* [What you have to do]: Which lines in the items below contain the word "straw"? Copy each of those lines in full.

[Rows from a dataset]
+++

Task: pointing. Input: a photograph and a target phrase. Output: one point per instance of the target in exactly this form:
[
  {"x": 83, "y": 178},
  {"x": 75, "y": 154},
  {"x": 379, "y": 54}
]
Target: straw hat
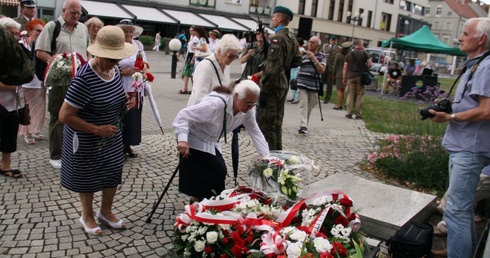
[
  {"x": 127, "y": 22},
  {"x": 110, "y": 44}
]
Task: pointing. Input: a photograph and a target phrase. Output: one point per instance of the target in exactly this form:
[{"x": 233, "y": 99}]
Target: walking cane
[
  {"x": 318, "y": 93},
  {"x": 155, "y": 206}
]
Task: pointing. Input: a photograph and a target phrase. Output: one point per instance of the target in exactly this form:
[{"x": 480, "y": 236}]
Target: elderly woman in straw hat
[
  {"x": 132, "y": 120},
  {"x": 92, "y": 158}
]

+++

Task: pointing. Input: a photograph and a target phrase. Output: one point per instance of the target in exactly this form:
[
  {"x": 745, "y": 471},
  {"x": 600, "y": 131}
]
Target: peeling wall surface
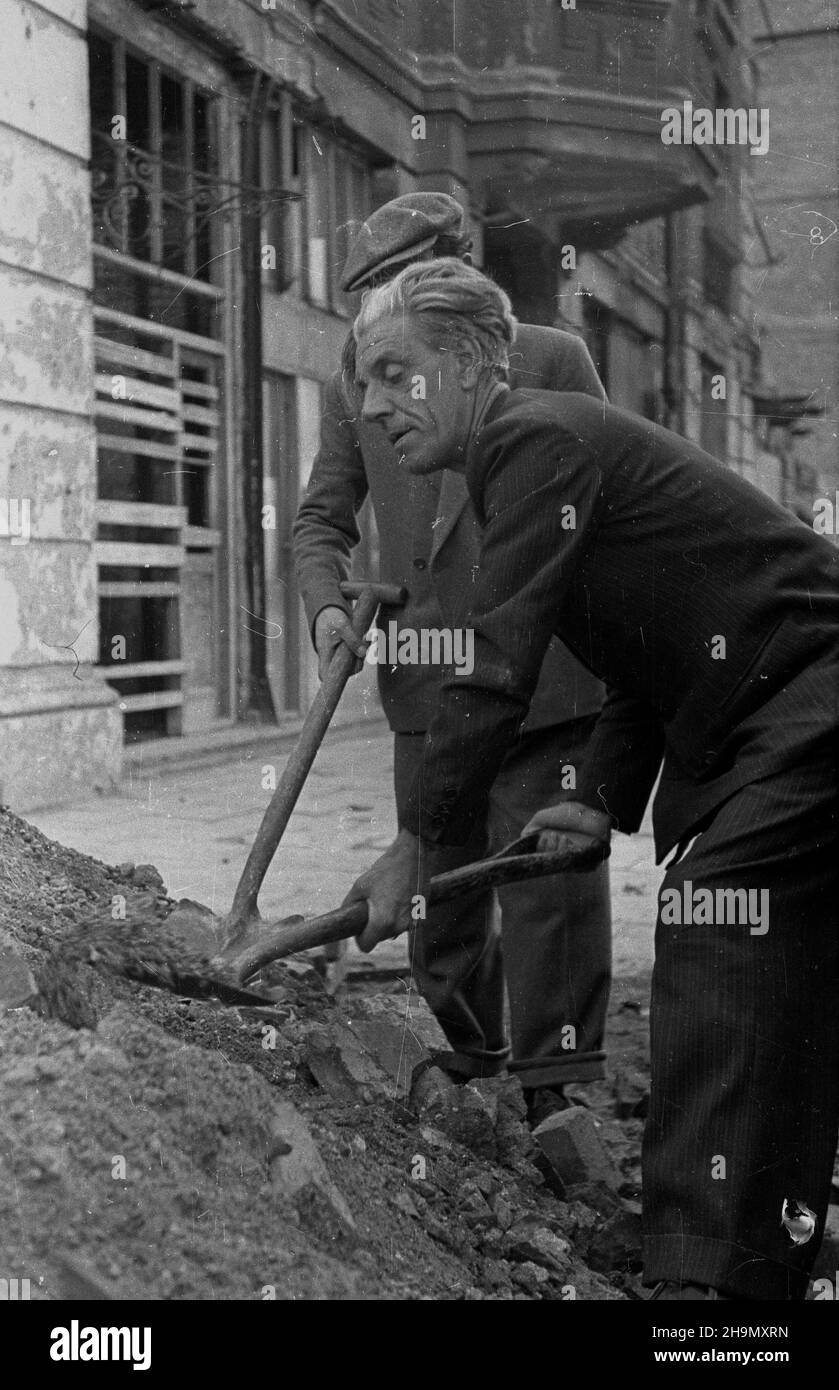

+++

* [Written reply]:
Target: straw hat
Target: elderly woman in straw hat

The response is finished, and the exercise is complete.